=== Records shown ===

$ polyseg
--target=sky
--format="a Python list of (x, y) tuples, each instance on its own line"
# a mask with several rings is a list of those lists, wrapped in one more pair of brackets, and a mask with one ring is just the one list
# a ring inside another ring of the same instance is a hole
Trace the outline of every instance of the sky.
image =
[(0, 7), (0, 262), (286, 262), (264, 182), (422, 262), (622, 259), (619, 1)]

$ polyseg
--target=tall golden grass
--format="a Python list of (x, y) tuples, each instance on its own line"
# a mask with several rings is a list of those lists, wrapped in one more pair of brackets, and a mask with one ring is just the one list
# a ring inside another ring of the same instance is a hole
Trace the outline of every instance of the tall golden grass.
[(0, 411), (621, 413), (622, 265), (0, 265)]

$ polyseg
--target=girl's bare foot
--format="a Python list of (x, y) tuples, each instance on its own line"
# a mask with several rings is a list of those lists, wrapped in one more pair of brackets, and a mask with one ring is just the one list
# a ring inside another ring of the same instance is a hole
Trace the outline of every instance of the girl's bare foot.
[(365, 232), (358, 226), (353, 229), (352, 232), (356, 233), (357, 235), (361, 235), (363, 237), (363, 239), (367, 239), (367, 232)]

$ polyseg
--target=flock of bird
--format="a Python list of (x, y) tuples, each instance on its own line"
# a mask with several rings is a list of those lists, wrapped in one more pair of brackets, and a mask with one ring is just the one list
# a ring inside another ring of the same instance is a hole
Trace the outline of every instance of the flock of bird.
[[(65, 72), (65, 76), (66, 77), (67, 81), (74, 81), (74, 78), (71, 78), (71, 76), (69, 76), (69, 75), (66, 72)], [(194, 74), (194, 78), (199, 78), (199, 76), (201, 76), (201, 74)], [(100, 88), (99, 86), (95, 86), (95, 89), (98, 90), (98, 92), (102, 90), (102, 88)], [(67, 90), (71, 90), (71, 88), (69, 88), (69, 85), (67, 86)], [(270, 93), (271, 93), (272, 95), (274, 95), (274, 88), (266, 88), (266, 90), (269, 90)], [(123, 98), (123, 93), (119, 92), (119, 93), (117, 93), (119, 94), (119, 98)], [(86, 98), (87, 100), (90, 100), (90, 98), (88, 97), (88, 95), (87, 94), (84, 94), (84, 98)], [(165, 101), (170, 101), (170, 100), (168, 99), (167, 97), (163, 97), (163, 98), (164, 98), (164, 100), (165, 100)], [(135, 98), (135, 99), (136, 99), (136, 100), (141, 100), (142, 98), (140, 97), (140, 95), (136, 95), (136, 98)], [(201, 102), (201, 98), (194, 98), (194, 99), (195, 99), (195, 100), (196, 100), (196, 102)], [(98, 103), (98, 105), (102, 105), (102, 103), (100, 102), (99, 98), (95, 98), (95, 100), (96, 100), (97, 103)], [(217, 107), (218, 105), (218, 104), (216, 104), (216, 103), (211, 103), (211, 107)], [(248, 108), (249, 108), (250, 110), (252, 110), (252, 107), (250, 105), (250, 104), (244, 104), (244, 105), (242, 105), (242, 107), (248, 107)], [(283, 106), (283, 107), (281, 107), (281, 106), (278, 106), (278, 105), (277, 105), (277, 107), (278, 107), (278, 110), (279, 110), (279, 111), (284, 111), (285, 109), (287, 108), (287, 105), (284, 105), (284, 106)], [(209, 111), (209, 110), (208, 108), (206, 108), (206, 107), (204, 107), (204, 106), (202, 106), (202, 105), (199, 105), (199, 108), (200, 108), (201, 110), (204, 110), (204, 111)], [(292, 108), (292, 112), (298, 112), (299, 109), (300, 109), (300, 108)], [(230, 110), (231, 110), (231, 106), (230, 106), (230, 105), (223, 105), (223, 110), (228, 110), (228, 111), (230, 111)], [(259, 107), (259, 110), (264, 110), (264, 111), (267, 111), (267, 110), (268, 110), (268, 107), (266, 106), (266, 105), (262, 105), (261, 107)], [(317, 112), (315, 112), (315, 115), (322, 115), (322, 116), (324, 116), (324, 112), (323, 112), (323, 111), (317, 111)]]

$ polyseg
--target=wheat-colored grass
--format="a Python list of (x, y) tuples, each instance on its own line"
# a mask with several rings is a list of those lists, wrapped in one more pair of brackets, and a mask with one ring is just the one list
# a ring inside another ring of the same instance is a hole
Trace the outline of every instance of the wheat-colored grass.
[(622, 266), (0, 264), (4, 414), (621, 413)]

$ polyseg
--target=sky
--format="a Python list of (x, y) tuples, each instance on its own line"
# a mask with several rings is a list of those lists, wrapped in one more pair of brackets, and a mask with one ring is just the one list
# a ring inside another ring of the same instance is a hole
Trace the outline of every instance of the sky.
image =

===

● Your task
Keep only the lines of the listing above that contain the string "flock", matching its case exactly, and copy each one.

● Full output
--target=flock of bird
Trace the outline of every instance of the flock of bird.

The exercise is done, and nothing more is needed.